Detection annotation items:
# # #

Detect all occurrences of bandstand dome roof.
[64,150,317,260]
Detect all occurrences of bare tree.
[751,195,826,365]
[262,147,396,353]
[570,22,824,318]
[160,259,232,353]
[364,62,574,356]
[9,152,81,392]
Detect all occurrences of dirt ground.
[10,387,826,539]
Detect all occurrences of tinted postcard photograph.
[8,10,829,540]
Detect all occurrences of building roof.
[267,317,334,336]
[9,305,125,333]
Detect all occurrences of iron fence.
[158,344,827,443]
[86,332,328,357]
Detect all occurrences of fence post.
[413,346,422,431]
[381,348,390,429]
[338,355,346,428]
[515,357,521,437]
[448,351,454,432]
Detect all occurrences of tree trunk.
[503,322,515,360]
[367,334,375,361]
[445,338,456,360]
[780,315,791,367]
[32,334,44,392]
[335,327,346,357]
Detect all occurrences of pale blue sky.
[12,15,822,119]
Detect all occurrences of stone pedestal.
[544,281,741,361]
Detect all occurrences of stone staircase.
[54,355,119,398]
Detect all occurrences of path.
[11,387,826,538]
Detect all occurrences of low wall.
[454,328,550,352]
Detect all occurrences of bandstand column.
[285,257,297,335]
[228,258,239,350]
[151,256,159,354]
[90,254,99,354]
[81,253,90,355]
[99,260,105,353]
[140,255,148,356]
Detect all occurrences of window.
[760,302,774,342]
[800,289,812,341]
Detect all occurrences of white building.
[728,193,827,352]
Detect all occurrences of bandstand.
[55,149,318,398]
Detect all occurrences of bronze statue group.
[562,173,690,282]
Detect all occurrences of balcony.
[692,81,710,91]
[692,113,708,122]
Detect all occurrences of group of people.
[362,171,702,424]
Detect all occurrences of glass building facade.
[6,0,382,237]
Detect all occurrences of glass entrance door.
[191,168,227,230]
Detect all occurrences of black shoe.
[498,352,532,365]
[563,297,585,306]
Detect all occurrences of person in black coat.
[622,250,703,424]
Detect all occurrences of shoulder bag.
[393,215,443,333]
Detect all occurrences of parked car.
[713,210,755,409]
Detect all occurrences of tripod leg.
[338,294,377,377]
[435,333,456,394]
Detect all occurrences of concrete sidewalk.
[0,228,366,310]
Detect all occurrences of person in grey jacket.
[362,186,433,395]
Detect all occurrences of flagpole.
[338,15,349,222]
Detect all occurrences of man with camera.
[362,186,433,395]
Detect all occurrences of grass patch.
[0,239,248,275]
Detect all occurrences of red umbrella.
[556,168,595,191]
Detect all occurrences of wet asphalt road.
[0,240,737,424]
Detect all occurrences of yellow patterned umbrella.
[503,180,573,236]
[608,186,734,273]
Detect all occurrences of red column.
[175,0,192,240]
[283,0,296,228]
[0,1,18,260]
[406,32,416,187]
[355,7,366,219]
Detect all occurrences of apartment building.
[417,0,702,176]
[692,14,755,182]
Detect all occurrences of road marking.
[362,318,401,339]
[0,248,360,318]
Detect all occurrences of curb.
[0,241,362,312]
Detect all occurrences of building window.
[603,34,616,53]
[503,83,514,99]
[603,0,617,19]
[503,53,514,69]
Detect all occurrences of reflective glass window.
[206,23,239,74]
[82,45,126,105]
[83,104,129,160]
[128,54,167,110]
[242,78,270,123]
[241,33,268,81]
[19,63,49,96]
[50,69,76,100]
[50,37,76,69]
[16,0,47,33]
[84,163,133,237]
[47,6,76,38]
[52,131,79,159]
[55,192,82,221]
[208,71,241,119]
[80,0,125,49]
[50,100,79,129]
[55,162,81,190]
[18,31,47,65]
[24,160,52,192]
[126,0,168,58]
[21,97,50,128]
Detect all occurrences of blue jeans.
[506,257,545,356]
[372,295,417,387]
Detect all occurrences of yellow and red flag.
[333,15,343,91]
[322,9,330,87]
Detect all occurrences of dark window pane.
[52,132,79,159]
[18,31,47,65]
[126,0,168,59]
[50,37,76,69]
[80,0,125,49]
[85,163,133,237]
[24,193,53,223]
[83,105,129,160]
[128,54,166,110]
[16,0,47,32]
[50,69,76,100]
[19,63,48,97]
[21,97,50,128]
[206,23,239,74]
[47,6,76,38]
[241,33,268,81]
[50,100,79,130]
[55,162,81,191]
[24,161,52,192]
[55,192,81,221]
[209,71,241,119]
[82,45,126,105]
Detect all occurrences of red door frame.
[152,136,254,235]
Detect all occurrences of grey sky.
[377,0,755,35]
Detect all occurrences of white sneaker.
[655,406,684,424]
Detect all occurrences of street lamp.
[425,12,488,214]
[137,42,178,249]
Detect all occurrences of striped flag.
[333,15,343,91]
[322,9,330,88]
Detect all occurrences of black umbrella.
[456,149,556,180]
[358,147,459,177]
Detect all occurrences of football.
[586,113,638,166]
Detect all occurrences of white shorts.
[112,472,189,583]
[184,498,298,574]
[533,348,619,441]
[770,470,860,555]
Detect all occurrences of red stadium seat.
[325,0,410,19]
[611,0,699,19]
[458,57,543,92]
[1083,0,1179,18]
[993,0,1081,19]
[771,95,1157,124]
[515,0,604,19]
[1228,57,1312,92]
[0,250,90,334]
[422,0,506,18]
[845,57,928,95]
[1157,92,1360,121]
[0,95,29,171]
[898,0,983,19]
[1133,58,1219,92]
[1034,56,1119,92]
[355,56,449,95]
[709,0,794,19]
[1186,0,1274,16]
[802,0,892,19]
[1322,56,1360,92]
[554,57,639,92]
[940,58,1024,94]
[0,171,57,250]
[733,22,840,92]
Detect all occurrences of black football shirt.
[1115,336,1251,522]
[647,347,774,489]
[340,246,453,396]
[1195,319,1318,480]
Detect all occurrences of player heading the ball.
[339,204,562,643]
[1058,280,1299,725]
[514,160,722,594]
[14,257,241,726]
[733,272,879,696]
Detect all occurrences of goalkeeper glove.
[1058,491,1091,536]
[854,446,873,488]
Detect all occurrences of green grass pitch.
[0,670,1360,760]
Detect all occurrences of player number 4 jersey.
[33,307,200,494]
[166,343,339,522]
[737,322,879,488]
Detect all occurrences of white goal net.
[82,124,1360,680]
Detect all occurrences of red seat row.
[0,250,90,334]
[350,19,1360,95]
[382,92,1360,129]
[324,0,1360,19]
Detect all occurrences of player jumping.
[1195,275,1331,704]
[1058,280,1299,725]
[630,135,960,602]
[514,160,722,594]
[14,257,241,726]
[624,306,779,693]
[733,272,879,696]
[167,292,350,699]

# # #

What you have to do:
How many lines of the items above contain the string "seat"? Case counts; reply with the number alone.

Correct output:
2